Start of RECORDED INFORMATION

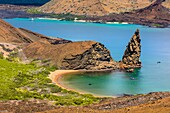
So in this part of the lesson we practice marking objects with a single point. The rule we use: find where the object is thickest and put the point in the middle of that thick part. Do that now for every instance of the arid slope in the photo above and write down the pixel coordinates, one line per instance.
(93, 7)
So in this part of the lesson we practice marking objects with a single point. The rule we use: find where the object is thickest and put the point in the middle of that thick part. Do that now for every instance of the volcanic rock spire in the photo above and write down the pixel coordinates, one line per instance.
(131, 57)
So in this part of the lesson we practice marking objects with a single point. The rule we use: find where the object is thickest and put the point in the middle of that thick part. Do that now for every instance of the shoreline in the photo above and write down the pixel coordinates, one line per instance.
(56, 75)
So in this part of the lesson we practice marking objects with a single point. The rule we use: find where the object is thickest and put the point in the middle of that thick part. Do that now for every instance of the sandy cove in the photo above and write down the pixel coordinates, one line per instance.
(56, 75)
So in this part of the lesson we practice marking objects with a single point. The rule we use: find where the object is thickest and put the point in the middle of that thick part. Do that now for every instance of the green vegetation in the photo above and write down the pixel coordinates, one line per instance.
(24, 81)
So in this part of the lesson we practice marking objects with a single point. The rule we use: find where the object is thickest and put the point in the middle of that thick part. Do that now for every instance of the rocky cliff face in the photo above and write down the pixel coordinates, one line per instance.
(131, 57)
(97, 57)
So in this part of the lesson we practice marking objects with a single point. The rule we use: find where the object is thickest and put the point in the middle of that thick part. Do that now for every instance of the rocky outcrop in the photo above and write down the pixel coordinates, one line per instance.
(97, 57)
(88, 55)
(131, 57)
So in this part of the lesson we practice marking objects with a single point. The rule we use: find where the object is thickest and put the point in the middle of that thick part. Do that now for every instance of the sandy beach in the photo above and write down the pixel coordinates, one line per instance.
(56, 75)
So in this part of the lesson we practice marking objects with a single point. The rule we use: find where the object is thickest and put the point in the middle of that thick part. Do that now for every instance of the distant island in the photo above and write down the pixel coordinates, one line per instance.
(31, 63)
(153, 14)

End of RECORDED INFORMATION

→ WRITTEN REQUEST
Pictures in the records above are not copied; print everything else exactly.

→ SOLUTION
So in this part of the lesson we practice marking objects with a single point. The rule we use: find where the object is thickest and put the point in the middle of that thick part. Do that now for every instance of the arid slope in the photo above and write down the pixel coordinates, one line per instance.
(93, 7)
So in this part of the lesson we practice marking objects with a single point. The rule we use: find where the object is thickest and put the point in the middle of that thick part. Do that now for every instance of the volcanic rock spire in the photo above and write down the pixel coordinates, one line per instance.
(131, 57)
So in this part of the lesson we practice marking objects with a single point. The rule we use: find where the object is thickest and put the point in the middle of that thick part. Do that now for every instance of the shoreline in the photo above and write down the pixel coordinates, one line per instance.
(56, 75)
So in this part of the lesson we practice marking objects with a single point. The rule we use: find where the object is thickest and put the point in the middle of that thick part. Do that now for every instance of the sandy cove in the photo above and write down the pixel coordinates, one line per instance.
(56, 75)
So in this part of the lesson we practice marking objects with a single point. The rule we use: find where the object is thickest and put the point in the middle of that thick part. Do that now for every instance of the green vegetation in the photo above and write down the pixel coordinates, one line per instance.
(24, 81)
So in this part of the lesson we practice marking objects with a single point. The rule we use: find where the object is thickest and put the point in the middle of that thick part. Do that now for every instance of the rocky cliff face in the photo above and write down the pixel coordinates, one line per instance.
(131, 57)
(97, 57)
So in this part of the lesson we practice marking objects with a single point. The rule we use: find where the object is thickest and put the point in the middle of that thick part. Do that now for every instance of the rocky outcrop in the photo above and write down the pixel coordinates, one line per instance.
(97, 57)
(88, 55)
(131, 57)
So in this part of the lesson we practice marking objects with a single point. The rule we use: find where the object is thickest and put the point in the middle of that thick part. Do that now for every instance of the sandy beach in the photo above and write down the pixel coordinates, one line per instance.
(56, 75)
So in this part of the lesson we practice marking objects with a single point. The rule we use: find where the object is thickest and put the point in the middle of that thick part. Do that now for every instance of the distant island in the photo above and write down the pixel coordinates, one line per instance.
(31, 63)
(153, 14)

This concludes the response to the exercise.